§ Problem to solve
What follows is a set of entries. Repeat them exactly, but not their pictures.

..............................

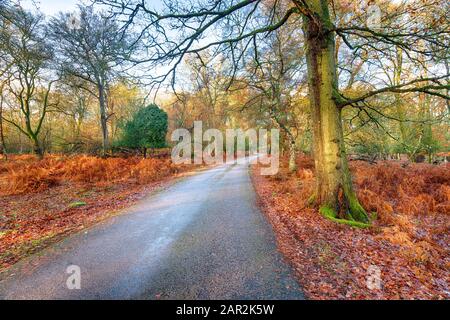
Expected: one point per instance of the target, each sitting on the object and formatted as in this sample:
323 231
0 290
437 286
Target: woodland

..............................

§ Solution below
Expected: one point per instance of the target, each sitting on the object and formatted as in this sample:
323 231
0 290
437 286
Target: woodland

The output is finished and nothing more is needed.